About this task ->
The range to reproduce runs from the line containing "the tree and report the position of each." through the last line of the listing below; give exactly those lines and no others.

Supplied data ->
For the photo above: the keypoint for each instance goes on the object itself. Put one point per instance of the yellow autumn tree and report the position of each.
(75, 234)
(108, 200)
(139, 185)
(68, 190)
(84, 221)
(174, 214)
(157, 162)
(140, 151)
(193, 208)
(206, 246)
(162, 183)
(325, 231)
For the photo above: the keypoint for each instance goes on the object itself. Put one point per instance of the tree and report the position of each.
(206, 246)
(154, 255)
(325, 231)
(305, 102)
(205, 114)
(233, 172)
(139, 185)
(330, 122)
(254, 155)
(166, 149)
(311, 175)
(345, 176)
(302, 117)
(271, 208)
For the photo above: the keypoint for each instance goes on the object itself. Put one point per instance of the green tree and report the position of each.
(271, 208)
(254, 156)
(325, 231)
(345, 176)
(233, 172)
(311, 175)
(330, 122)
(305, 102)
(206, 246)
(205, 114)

Written response ->
For the photo above: the keypoint for each instance goes on the object itself. Put one point per instance of the tree and report the position of each.
(206, 246)
(154, 255)
(325, 231)
(305, 102)
(205, 114)
(233, 172)
(139, 185)
(330, 122)
(254, 155)
(166, 149)
(311, 175)
(345, 176)
(302, 117)
(271, 208)
For the photo above: the keypoint for each instance goes on the object itself. Put one point per instance of the green tree and report the position of each.
(271, 208)
(254, 156)
(325, 231)
(345, 176)
(233, 172)
(311, 175)
(330, 122)
(305, 102)
(206, 246)
(205, 114)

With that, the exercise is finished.